» **PROVIDED RECORDS**:
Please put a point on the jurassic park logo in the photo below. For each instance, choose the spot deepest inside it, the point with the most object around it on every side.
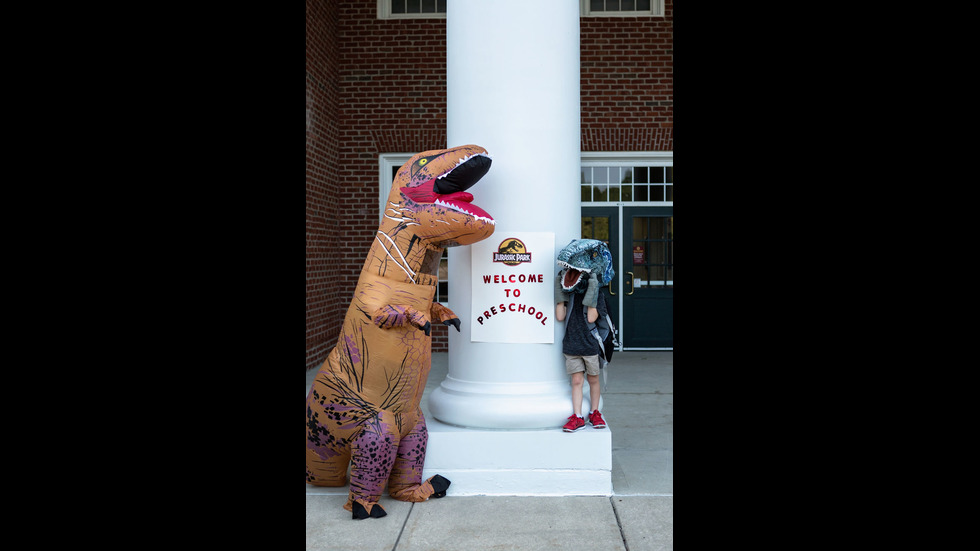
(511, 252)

...

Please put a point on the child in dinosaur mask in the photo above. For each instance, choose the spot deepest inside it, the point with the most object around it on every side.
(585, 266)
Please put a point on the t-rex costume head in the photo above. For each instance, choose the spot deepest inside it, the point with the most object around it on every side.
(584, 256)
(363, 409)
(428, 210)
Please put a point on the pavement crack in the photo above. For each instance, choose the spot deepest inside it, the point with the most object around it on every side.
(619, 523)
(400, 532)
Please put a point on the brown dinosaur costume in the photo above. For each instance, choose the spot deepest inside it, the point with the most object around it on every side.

» **THE TASK**: Look above for the line containing "Please put a point on the pavement" and the line containing "Please put a point on the brown". Transcribe both, with the lines between them, exactly.

» **RESPONSE TO THIS TASK**:
Please put a point on the pavement crack in the photo above. For each instance, choose the spot deepest inside it, the point with the most object around it on every side.
(619, 523)
(400, 532)
Please put a point on the brown dinosaur costume in the photo above. For each instance, choose the spot deepest inside it, the point with the most object around it on every side.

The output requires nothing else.